Task objective
Beginning at the first line of the material, output each line exactly until you reach and include the line containing "box: [278, 354, 485, 446]". Leave every picture out.

Records to use
################

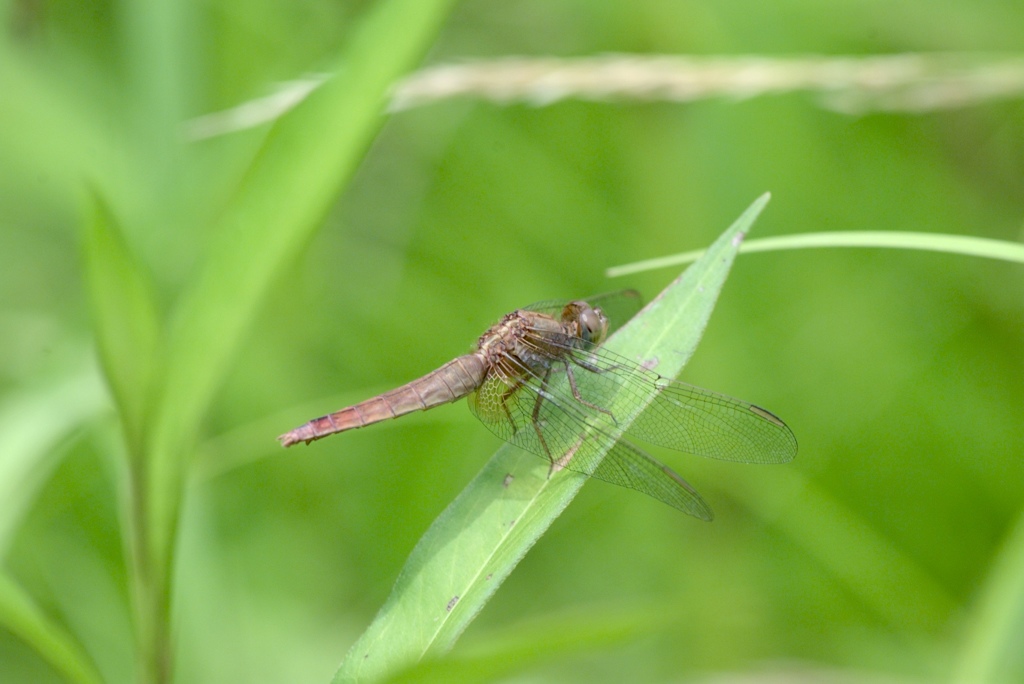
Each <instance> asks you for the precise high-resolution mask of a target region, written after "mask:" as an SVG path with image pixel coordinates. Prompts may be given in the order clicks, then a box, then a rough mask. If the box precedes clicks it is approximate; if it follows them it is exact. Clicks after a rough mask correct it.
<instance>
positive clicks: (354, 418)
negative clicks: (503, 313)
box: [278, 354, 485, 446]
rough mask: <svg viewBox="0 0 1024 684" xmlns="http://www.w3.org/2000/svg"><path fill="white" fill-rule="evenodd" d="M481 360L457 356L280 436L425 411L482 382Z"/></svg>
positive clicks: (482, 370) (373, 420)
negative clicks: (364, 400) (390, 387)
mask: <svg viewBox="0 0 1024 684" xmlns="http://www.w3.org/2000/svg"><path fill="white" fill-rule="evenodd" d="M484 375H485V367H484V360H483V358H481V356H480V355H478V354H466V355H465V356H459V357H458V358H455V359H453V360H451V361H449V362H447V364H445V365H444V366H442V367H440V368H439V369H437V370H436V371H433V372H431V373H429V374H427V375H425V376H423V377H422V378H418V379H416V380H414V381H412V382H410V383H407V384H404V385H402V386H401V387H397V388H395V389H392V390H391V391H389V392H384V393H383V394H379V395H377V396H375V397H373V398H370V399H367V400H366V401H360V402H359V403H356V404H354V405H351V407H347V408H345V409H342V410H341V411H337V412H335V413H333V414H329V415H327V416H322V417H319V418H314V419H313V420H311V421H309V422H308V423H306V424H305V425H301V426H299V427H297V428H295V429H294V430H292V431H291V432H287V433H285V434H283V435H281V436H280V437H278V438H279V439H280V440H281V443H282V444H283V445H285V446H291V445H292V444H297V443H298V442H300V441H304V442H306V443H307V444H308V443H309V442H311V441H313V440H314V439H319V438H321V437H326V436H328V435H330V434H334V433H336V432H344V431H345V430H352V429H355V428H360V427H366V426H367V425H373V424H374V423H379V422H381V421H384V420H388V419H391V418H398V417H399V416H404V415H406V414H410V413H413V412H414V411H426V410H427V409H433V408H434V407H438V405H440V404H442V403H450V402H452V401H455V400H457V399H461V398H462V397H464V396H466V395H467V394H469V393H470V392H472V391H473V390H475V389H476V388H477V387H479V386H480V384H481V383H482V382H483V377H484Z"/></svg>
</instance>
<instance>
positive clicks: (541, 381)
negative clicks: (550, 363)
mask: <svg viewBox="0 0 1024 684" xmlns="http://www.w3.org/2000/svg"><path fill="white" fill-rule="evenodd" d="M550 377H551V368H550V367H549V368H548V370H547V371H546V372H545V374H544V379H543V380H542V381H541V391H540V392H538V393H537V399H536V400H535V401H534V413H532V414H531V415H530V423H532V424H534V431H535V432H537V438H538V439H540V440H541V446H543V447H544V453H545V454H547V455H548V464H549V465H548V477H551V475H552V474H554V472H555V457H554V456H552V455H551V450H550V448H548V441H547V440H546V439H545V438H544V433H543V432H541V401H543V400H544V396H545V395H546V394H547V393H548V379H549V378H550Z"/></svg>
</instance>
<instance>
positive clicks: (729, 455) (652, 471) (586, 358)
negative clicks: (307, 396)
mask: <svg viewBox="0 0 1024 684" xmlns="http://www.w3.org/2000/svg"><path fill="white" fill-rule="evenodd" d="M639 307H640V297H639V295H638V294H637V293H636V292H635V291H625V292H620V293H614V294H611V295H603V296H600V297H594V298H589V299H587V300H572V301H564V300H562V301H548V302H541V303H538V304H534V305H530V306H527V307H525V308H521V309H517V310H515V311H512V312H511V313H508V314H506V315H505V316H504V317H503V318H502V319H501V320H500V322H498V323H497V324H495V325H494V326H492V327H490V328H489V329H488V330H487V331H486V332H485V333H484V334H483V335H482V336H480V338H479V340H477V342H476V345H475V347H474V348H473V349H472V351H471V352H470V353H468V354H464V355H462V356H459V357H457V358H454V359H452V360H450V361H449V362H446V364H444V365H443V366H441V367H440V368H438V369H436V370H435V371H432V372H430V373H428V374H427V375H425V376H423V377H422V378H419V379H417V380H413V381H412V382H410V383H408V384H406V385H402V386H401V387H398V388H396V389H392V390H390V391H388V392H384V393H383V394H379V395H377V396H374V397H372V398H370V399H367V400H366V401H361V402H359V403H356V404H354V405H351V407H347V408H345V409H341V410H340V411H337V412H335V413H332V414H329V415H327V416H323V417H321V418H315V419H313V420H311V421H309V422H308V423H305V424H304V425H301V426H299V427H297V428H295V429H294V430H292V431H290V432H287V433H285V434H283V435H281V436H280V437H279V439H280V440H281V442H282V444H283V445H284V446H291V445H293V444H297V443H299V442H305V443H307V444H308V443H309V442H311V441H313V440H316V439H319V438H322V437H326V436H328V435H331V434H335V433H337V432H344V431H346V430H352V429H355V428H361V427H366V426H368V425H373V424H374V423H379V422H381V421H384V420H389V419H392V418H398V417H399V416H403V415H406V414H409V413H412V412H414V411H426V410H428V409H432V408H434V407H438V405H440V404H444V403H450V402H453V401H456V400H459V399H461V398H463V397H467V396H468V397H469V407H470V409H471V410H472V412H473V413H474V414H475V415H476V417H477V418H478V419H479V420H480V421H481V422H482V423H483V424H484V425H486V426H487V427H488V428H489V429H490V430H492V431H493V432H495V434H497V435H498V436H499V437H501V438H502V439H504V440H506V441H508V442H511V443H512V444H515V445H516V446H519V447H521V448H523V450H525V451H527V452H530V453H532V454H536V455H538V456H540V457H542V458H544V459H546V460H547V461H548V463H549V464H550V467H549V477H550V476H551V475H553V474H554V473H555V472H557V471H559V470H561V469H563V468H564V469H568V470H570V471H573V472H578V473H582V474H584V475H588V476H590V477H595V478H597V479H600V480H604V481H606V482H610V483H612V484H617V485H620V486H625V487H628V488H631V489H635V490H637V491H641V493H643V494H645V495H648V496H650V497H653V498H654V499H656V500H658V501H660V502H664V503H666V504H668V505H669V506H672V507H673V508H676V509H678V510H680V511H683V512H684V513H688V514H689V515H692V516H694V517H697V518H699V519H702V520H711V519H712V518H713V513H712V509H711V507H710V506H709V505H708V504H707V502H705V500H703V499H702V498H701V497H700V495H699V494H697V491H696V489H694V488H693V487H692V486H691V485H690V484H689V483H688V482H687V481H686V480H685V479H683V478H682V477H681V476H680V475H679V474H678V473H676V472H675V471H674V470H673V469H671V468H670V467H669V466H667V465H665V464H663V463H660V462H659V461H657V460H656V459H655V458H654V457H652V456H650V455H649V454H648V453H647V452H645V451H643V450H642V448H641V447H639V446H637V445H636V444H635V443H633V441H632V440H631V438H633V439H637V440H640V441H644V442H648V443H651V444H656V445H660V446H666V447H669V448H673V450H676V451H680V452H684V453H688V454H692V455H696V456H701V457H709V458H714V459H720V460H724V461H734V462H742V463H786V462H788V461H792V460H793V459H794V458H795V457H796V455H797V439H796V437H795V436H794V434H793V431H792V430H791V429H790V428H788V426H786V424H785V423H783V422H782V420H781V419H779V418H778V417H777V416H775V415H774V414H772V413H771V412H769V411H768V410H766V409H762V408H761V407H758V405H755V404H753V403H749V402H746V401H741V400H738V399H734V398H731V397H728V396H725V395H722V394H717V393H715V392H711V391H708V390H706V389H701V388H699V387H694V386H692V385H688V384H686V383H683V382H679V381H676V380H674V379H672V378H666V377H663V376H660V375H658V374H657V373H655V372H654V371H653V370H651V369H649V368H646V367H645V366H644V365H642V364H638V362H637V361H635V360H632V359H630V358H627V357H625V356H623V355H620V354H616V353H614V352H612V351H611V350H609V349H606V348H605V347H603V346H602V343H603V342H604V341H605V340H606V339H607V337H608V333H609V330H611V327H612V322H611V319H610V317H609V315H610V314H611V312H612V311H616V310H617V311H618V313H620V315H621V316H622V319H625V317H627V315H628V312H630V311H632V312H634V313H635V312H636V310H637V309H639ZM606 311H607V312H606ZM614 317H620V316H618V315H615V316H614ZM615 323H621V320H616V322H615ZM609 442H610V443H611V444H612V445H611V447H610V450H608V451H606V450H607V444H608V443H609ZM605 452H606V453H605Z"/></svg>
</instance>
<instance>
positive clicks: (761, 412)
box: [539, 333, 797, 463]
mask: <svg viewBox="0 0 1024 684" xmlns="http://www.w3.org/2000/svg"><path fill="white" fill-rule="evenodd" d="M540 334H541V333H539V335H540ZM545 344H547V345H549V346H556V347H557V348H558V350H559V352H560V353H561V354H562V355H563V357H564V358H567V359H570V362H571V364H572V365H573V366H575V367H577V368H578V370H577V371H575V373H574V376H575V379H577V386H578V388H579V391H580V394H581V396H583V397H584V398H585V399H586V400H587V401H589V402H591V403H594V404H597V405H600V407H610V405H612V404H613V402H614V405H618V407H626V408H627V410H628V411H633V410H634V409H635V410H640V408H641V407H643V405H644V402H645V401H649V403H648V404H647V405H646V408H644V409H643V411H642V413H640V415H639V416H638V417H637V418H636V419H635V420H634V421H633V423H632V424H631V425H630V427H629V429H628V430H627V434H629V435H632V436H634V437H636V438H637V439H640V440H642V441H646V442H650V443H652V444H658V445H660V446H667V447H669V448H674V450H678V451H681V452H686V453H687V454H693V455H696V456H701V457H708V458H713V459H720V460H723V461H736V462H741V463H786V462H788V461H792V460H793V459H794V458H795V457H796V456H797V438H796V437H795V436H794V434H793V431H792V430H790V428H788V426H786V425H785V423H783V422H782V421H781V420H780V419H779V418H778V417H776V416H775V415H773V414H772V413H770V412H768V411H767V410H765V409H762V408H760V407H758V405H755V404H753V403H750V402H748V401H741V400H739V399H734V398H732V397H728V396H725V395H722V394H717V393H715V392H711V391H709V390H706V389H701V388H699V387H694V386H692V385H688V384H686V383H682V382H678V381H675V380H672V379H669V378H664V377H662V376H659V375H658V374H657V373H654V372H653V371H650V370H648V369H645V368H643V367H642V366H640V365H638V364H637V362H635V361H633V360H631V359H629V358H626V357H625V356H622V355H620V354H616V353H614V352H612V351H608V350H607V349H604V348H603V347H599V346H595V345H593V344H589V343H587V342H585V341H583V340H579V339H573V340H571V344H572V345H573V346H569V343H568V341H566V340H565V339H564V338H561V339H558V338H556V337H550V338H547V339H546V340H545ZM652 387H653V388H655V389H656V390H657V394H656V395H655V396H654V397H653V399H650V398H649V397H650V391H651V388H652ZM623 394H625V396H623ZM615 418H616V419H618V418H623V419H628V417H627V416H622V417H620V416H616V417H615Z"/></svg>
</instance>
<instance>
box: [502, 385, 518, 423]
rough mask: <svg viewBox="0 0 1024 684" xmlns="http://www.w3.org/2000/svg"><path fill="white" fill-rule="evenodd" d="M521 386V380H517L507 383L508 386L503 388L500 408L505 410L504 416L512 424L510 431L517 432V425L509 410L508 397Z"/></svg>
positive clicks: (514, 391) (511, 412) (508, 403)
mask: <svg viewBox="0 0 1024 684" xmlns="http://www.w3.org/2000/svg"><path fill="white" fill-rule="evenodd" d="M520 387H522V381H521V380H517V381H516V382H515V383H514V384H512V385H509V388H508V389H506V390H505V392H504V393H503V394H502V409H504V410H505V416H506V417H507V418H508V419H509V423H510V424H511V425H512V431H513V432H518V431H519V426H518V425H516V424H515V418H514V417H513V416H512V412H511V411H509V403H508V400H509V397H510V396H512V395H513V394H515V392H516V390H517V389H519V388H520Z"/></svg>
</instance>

################

Reply
Each <instance> asks you for the precise high-resolution mask of a target region, written after "mask:" as an SVG path with image pixel coordinates. Prompts may be given in the order clicks, then a box, then a rough mask. If the box precedes clicks it is approximate; if it follows them it is exact. Clicks after a rough mask correct it.
<instance>
positive clicks: (354, 418)
negative clicks: (503, 313)
box: [278, 354, 485, 446]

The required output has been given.